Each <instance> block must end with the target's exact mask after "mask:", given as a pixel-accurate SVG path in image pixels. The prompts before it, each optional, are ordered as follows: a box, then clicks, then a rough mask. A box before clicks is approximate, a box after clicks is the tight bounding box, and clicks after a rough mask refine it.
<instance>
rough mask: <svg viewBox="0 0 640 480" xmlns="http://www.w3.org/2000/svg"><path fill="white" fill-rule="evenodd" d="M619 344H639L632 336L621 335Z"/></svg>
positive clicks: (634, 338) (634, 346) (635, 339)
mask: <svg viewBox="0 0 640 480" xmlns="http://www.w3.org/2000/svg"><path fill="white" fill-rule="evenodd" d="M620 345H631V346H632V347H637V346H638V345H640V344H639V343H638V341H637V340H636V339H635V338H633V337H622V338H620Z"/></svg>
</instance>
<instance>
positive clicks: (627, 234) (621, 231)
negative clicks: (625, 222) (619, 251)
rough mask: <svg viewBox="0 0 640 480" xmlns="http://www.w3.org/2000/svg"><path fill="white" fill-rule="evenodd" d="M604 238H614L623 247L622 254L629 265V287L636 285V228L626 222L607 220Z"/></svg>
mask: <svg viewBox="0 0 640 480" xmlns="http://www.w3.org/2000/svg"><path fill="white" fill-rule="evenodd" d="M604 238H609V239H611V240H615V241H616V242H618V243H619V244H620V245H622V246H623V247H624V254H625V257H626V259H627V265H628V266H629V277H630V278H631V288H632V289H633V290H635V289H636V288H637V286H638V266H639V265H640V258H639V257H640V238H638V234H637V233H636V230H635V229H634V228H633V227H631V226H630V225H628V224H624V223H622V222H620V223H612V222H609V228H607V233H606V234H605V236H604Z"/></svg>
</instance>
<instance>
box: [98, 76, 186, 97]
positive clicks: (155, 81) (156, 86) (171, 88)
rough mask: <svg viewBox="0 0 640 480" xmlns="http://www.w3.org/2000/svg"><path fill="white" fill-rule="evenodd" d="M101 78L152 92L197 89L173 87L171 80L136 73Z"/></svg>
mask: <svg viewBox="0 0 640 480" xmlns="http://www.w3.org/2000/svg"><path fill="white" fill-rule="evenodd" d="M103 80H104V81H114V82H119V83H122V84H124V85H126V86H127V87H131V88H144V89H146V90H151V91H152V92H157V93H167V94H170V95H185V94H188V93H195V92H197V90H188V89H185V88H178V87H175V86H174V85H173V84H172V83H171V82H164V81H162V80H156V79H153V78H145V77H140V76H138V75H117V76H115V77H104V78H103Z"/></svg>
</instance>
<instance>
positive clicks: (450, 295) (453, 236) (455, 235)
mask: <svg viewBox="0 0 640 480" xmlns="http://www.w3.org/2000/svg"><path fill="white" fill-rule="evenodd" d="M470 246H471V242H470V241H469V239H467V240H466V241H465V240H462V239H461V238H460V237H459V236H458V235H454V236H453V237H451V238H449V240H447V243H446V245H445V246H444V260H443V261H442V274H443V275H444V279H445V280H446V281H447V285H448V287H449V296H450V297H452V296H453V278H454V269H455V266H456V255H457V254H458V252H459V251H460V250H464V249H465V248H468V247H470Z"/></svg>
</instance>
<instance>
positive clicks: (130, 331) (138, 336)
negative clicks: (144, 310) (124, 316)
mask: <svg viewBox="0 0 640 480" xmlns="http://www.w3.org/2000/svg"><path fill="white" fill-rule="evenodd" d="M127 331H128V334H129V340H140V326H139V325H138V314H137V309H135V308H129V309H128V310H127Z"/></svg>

**Task objective:**
Reproduce all the data exactly. Include every line.

**Exercise answer:**
Each <instance> block must end with the target's exact mask after "mask:", given as a pixel-accurate SVG path in image pixels. The prompts before it, each optional, are ordered as follows: a box, then clicks, then a rough mask. A box before clicks is approximate, a box after clicks is the tight bounding box, and clicks after a rough mask refine it.
<instance>
rough mask: <svg viewBox="0 0 640 480" xmlns="http://www.w3.org/2000/svg"><path fill="white" fill-rule="evenodd" d="M619 344H639L632 336L621 335Z"/></svg>
positive clicks: (634, 338) (634, 346) (635, 339)
mask: <svg viewBox="0 0 640 480" xmlns="http://www.w3.org/2000/svg"><path fill="white" fill-rule="evenodd" d="M620 345H631V346H632V347H637V346H638V345H640V344H639V343H638V341H637V340H636V339H635V338H633V337H622V338H620Z"/></svg>
</instance>
<instance>
positive clicks: (627, 234) (621, 231)
negative clicks: (625, 222) (619, 251)
rough mask: <svg viewBox="0 0 640 480" xmlns="http://www.w3.org/2000/svg"><path fill="white" fill-rule="evenodd" d="M604 238H614L623 247L622 254L629 265V287L636 285V228L626 222L607 220Z"/></svg>
mask: <svg viewBox="0 0 640 480" xmlns="http://www.w3.org/2000/svg"><path fill="white" fill-rule="evenodd" d="M604 238H609V239H611V240H615V241H616V242H618V243H619V244H620V245H622V246H623V247H624V254H625V257H626V259H627V265H628V266H629V277H630V278H631V288H632V289H633V290H635V289H636V288H637V286H638V266H639V265H640V258H639V257H640V238H638V234H637V233H636V230H635V229H634V228H633V227H631V226H630V225H628V224H624V223H622V222H620V223H612V222H609V228H607V233H606V234H605V236H604Z"/></svg>
</instance>
<instance>
box: [98, 76, 186, 97]
positive clicks: (155, 81) (156, 86) (171, 88)
rough mask: <svg viewBox="0 0 640 480" xmlns="http://www.w3.org/2000/svg"><path fill="white" fill-rule="evenodd" d="M101 78L152 92L197 89L173 87L171 80L136 73Z"/></svg>
mask: <svg viewBox="0 0 640 480" xmlns="http://www.w3.org/2000/svg"><path fill="white" fill-rule="evenodd" d="M103 80H104V81H114V82H119V83H122V84H124V85H126V86H127V87H131V88H144V89H146V90H151V91H152V92H157V93H167V94H170V95H185V94H188V93H195V92H197V90H188V89H185V88H178V87H175V86H174V85H173V84H172V83H171V82H164V81H162V80H156V79H153V78H145V77H140V76H138V75H117V76H115V77H104V78H103Z"/></svg>
</instance>
<instance>
positive clicks: (450, 295) (453, 236) (455, 235)
mask: <svg viewBox="0 0 640 480" xmlns="http://www.w3.org/2000/svg"><path fill="white" fill-rule="evenodd" d="M470 246H471V242H470V241H469V239H467V240H466V241H465V240H462V239H461V238H460V237H459V236H458V235H454V236H453V237H451V238H449V240H447V243H446V245H445V246H444V260H443V261H442V274H443V275H444V279H445V280H446V281H447V285H448V287H449V296H450V297H452V296H453V278H454V269H455V266H456V255H457V254H458V252H459V251H460V250H464V249H465V248H468V247H470Z"/></svg>
</instance>
<instance>
positive clicks: (130, 331) (138, 336)
negative clicks: (144, 310) (124, 316)
mask: <svg viewBox="0 0 640 480" xmlns="http://www.w3.org/2000/svg"><path fill="white" fill-rule="evenodd" d="M127 331H128V334H129V340H140V326H139V325H138V314H137V309H135V308H129V309H128V310H127Z"/></svg>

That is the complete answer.